>> Start

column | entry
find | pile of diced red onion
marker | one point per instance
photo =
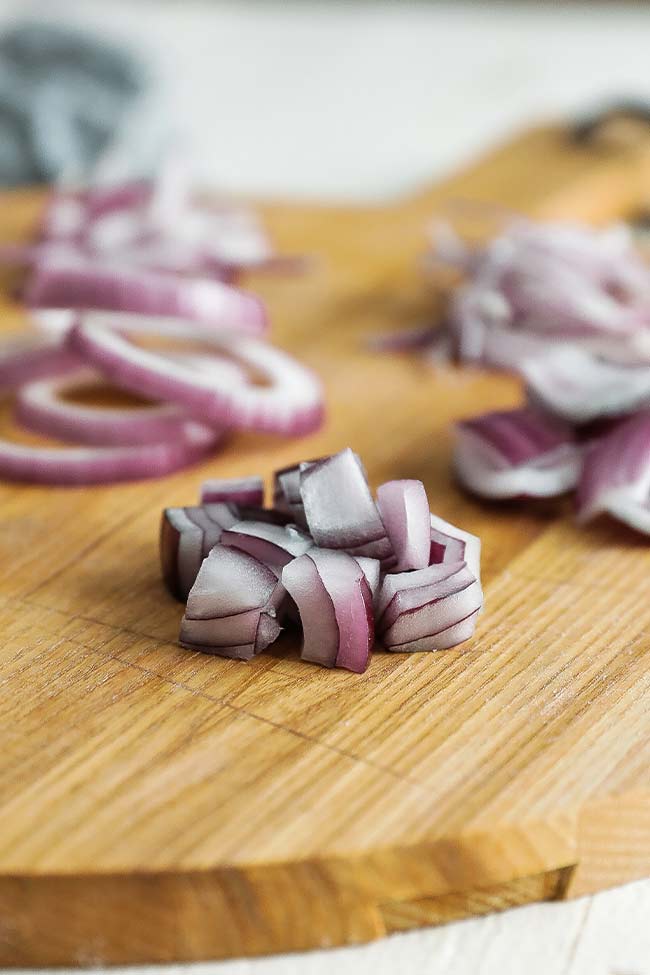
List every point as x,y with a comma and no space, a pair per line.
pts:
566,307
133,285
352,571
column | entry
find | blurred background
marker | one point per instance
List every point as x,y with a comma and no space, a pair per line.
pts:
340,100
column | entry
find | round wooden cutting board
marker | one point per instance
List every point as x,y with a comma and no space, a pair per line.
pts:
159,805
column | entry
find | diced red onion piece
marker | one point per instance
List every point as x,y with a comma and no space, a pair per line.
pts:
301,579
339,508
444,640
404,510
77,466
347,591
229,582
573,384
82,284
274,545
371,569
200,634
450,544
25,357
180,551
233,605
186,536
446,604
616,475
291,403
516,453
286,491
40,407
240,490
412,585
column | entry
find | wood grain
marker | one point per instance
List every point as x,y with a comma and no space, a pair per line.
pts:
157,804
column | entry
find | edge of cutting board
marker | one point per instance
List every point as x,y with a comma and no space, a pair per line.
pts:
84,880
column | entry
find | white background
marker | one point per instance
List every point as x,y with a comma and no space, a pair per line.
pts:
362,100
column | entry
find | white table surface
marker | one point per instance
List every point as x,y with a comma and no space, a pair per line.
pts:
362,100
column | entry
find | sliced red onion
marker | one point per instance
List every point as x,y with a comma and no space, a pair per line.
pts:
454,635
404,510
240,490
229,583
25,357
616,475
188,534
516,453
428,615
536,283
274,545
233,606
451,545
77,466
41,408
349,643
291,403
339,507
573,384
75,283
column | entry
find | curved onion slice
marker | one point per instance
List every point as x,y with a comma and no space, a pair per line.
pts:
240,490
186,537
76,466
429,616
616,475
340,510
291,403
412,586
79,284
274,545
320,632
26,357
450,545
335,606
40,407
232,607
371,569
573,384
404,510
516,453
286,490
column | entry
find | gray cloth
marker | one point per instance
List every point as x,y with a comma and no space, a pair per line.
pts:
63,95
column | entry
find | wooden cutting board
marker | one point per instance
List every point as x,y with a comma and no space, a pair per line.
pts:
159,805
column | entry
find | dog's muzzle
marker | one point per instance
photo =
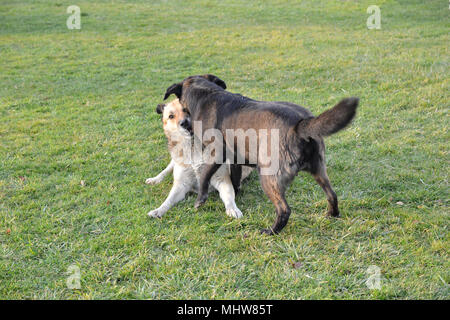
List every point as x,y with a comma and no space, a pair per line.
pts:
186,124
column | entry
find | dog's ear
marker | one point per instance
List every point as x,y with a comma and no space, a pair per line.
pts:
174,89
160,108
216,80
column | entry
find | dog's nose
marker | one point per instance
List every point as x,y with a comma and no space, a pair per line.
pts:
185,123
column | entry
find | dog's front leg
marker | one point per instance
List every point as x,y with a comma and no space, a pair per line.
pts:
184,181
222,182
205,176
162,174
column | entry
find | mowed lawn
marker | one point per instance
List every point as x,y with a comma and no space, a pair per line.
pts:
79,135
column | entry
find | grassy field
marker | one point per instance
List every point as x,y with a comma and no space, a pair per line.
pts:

>> End

(Exercise aim) Show every line above that contains the string "cutting", matching case exactly.

(Response)
find | round wooden cutting board
find | edge of cutting board
find | wooden cutting board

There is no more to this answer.